World's Marine Life Is Sick
By Debora MacKenzie
NewScientist.com
For years, apparent increases in illness among marine
creatures, from whales to coral, have left marine scientists with the uneasy suspicion that the seas are increasingly plagued
by disease. Now, US researchers have uncovered the first good evidence that they are right.
In 1998, a dozen of the world's top experts on diseases
of marine animals warned that sea creatures seemed to be getting sick more often, with more diseases.
New viruses had appeared in whales and seals, while corals
were dying of fungal and algal infections. Pilchards succumbed to viruses and an aggressive parasite expanded its range to
attack commercial oysters, scallops and clams. In the Caribbean, some unknown bacteria wiped out what had been the dominant sea urchin.
But there was no way to tell if the apparent increase
was simply due to more scientists paying more attention to marine disease. There was no baseline, as no one had ever measured
disease incidence in any of these species decades ago.
Now, Jessica Ward, at Cornell
University in Ithaca, New York, has shed important new light on the problem by looking at how the number of reports
of marine diseases in nine different groups of marine creatures has changed in the scientific literature since 1970.
"We wanted to find out if something was actually happening,"
Ward told New Scientist. "For most groups of organisms, we found that yes, there is something going on out there. Now we hope
more people will try and figure out where it is coming from."
True incidence
Ward, with Kevin Lafferty, of the University
of California in Santa Barbara,
first tested whether changing numbers of scientific reports of rabies in US raccoons matched the true incidence of the disease,
which is known independently. They matched, suggesting more scientific reports really do mean more disease.

:::::

PROBLEM SET ::
**a.** In the article on marine disease, which disease did Ward and Lafferty check against its known true incidence?
**b.** Reproduce the part of the article on marine disease that opens with the words containing "In 1998, a dozen" and closes with "species decades ago.".

:::::

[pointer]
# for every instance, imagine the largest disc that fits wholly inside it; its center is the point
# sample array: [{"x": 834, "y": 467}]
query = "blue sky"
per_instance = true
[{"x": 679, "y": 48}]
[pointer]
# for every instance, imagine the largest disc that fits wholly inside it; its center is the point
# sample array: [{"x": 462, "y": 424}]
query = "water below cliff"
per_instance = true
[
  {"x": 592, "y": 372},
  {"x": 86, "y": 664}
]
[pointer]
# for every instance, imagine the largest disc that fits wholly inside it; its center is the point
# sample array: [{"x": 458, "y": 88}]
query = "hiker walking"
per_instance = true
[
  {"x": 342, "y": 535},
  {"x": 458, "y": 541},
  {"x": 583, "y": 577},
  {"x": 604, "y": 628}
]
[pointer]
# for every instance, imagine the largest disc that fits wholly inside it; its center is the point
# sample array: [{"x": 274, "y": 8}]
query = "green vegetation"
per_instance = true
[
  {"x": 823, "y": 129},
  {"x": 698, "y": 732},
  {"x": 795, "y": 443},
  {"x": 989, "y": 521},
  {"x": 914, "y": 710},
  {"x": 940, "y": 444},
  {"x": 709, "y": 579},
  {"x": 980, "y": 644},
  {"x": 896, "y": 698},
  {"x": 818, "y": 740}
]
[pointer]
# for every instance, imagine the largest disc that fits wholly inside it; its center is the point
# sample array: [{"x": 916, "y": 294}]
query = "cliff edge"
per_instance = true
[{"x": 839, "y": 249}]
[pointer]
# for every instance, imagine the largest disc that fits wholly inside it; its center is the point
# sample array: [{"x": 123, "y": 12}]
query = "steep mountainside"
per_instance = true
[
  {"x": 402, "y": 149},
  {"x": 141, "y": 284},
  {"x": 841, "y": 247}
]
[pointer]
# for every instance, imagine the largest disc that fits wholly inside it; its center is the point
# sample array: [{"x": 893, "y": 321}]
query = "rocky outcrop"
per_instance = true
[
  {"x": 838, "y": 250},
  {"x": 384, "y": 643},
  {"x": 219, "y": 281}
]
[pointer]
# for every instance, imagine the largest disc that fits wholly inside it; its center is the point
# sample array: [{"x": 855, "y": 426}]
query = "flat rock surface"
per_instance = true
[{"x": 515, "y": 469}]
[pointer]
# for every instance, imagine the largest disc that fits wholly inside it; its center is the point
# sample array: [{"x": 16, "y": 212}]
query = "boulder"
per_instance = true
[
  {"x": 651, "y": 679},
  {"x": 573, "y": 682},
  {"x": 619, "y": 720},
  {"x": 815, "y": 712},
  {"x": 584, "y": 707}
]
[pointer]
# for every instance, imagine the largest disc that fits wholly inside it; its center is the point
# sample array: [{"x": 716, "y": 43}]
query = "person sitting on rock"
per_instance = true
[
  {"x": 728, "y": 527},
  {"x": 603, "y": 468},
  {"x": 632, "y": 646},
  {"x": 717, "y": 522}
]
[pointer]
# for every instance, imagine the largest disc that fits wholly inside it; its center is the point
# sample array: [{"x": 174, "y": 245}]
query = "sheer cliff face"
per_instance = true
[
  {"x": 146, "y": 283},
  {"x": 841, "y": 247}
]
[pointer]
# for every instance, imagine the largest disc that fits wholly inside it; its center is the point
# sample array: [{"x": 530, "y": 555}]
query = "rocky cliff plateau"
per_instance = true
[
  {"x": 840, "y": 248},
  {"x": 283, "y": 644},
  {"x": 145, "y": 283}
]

:::::

RESULTS IN ORDER ::
**a.** Rabies in US raccoons.

**b.**
In 1998, a dozen of the world's top experts on diseases
of marine animals warned that sea creatures seemed to be getting sick more often, with more diseases.
New viruses had appeared in whales and seals, while corals
were dying of fungal and algal infections. Pilchards succumbed to viruses and an aggressive parasite expanded its range to
attack commercial oysters, scallops and clams. In the Caribbean, some unknown bacteria wiped out what had been the dominant sea urchin.
But there was no way to tell if the apparent increase
was simply due to more scientists paying more attention to marine disease. There was no baseline, as no one had ever measured
disease incidence in any of these species decades ago.